→ **Goal of the exercise**
Pull every "pedestrian" line out of the data below.

┌────────

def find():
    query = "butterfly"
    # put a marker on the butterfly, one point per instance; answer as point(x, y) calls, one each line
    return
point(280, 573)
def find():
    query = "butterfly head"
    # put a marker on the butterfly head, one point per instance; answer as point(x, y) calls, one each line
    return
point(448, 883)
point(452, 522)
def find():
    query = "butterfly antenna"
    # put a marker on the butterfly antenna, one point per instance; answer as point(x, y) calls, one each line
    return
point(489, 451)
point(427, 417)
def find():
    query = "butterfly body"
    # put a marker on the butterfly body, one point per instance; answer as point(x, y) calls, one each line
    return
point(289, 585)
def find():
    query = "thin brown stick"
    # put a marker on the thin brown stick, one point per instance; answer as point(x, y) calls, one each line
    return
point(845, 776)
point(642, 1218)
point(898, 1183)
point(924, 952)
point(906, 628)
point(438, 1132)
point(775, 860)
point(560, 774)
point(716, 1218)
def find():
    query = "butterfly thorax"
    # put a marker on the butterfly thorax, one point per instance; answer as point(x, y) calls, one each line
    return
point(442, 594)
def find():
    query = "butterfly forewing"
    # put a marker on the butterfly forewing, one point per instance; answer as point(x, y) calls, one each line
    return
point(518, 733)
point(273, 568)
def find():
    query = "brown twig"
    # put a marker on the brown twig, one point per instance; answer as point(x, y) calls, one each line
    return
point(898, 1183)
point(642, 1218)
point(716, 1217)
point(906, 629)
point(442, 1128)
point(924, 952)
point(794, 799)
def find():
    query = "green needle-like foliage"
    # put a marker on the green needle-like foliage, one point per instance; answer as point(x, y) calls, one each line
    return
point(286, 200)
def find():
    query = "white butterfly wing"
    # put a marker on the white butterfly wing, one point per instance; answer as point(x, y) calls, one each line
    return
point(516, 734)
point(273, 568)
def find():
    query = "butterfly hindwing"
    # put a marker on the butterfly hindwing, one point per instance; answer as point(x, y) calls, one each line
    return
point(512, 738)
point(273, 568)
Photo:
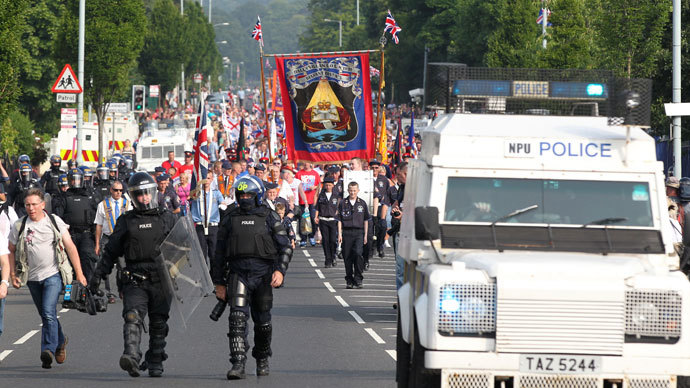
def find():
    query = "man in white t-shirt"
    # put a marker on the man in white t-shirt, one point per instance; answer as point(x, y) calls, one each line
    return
point(44, 280)
point(4, 275)
point(291, 188)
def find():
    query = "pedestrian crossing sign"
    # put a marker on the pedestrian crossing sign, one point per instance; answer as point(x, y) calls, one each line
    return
point(67, 82)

└────────

→ **Reply**
    query = "pedestrian crossing sign"
    # put a marker on the pedestrian crossing sign, one point per instance; answer as point(x, y) calls, one each line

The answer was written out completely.